Point annotation data:
....
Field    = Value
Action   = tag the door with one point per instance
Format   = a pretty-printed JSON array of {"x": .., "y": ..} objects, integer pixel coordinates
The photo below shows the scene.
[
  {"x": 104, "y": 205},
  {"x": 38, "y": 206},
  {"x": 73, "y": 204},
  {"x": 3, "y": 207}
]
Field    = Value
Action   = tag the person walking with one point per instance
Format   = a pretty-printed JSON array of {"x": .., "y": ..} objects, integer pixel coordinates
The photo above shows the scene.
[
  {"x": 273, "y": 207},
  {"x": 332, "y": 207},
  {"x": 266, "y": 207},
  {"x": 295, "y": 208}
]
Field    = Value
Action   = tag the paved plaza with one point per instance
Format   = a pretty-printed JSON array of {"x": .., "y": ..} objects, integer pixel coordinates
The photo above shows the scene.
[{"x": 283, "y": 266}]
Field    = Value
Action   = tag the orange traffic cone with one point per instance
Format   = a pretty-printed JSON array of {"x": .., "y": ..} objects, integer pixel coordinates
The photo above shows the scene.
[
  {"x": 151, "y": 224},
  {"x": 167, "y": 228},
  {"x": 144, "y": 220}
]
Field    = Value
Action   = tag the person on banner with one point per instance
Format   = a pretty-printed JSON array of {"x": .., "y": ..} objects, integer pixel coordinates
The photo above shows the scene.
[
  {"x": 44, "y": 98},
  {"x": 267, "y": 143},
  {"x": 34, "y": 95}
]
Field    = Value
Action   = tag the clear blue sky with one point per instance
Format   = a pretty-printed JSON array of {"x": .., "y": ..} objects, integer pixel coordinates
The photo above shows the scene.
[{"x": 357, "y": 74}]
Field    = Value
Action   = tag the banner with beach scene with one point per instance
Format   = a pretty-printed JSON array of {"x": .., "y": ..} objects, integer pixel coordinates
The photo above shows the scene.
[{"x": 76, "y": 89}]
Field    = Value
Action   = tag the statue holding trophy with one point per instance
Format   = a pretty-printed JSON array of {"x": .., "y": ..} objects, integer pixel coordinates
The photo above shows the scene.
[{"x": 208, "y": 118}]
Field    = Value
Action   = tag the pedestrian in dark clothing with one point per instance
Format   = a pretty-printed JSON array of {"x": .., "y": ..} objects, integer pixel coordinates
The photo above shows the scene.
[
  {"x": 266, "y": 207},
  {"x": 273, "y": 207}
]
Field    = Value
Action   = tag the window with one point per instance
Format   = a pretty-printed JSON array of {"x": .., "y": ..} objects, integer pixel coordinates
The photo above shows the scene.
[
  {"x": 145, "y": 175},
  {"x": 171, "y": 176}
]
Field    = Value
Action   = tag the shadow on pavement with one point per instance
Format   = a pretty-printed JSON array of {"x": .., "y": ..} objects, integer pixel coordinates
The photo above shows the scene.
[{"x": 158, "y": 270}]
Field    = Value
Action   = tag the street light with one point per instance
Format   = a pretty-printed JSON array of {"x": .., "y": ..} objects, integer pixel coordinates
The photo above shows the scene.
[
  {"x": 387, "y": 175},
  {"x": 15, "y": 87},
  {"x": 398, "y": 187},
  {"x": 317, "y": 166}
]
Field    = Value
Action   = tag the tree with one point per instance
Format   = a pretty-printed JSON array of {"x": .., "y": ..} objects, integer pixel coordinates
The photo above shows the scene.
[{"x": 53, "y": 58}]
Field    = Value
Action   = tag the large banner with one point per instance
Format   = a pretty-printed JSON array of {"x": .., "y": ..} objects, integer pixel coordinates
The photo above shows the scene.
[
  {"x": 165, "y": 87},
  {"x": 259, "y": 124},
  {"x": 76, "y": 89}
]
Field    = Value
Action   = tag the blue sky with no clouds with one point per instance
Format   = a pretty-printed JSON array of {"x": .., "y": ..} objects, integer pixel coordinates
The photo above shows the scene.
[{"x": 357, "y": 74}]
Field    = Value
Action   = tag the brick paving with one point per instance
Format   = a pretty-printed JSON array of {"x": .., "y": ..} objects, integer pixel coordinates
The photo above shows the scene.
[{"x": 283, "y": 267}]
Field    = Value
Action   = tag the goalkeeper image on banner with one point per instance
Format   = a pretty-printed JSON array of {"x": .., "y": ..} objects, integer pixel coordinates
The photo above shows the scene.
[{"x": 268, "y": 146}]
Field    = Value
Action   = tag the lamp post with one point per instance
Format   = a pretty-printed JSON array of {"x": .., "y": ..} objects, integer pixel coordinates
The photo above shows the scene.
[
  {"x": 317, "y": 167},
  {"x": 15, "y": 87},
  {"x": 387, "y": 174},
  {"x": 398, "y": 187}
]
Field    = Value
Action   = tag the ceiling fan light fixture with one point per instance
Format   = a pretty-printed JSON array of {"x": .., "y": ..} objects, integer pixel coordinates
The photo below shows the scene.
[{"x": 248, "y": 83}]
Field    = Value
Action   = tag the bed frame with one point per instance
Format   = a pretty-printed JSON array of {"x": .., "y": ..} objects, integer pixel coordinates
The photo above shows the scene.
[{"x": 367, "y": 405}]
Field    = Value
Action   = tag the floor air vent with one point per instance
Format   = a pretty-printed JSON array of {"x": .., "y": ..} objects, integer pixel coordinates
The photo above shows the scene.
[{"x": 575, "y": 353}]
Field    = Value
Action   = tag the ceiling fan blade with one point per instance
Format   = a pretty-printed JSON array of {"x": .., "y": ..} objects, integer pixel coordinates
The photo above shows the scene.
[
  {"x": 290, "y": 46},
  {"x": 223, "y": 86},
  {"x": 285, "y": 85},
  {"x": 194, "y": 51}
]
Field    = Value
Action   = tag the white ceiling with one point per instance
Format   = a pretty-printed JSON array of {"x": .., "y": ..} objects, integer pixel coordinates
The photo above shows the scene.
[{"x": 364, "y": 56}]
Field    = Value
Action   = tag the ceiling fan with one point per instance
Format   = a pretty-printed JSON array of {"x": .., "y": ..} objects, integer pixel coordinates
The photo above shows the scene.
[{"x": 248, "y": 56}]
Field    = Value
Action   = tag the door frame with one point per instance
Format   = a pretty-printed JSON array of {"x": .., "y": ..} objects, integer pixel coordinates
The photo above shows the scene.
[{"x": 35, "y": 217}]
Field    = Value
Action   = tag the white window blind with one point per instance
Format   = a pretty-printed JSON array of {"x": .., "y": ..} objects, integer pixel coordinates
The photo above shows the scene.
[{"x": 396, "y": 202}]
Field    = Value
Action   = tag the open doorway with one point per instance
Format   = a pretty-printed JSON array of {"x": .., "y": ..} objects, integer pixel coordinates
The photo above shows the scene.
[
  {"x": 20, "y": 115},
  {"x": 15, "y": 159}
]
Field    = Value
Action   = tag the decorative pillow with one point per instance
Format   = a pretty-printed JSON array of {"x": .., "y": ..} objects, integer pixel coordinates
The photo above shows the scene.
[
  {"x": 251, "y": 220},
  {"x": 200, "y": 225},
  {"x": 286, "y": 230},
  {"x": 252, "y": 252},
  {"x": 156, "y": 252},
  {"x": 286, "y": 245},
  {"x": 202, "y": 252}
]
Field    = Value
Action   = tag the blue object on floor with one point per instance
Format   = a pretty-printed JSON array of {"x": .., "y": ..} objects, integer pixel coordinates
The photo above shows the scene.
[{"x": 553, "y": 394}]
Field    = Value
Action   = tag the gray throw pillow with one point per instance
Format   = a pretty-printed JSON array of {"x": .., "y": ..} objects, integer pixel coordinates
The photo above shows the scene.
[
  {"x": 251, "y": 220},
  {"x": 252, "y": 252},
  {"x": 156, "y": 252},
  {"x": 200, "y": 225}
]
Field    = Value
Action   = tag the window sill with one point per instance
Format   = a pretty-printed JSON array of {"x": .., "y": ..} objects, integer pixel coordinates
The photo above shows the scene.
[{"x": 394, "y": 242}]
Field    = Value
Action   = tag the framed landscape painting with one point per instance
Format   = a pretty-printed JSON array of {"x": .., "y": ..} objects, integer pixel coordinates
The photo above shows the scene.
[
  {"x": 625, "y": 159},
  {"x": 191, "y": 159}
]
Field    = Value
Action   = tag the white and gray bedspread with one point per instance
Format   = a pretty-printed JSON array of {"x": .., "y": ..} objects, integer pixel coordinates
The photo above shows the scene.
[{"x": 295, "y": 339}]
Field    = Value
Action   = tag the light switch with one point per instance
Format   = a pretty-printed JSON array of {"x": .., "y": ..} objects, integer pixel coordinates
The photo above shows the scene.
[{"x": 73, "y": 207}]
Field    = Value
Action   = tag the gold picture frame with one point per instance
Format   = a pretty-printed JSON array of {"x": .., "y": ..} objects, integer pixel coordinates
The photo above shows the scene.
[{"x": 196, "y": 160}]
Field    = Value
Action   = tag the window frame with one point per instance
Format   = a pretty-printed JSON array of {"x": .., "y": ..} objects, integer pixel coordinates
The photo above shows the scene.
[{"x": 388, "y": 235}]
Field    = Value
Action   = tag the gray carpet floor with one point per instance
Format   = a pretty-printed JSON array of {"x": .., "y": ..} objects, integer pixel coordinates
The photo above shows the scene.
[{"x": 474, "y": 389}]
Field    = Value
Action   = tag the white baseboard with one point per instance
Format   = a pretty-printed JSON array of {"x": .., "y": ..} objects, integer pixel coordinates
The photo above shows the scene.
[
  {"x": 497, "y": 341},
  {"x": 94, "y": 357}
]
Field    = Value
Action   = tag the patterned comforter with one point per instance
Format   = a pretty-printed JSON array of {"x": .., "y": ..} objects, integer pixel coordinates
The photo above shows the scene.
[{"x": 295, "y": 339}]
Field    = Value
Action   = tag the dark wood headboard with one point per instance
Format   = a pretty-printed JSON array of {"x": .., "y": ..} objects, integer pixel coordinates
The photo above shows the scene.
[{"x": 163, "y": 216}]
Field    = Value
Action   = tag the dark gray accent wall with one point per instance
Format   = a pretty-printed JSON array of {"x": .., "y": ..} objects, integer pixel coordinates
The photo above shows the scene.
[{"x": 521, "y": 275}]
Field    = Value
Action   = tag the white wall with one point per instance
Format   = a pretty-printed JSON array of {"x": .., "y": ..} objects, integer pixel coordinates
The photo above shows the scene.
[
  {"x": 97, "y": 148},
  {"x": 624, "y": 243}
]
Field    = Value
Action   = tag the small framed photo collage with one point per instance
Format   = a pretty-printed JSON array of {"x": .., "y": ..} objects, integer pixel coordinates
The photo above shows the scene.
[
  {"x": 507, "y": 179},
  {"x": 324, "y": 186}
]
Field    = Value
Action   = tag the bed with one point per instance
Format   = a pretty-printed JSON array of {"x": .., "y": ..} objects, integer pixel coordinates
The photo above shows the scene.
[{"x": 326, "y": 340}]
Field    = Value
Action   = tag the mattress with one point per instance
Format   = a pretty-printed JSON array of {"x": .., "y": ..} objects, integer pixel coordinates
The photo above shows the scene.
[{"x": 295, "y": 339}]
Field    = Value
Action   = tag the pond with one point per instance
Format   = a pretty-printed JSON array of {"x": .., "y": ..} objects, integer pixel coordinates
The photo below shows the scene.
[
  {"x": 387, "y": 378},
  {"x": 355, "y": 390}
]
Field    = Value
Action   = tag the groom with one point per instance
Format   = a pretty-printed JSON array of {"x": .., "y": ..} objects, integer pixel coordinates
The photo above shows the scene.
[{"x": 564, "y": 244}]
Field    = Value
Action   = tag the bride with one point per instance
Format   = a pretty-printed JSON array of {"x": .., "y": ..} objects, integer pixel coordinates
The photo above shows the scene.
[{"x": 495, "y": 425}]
....
## Requirement:
Pick out each line of the data above that contains the string "white" and copy those lines in their original order.

## Solution:
Action   = tag the white ceiling with one point per instance
Action   = tag the white window blind with one point per instance
Action   = tag the white and gray bedspread with one point per instance
Action   = tag the white baseboard with one point per instance
Action   = tag the white wall with one point per instance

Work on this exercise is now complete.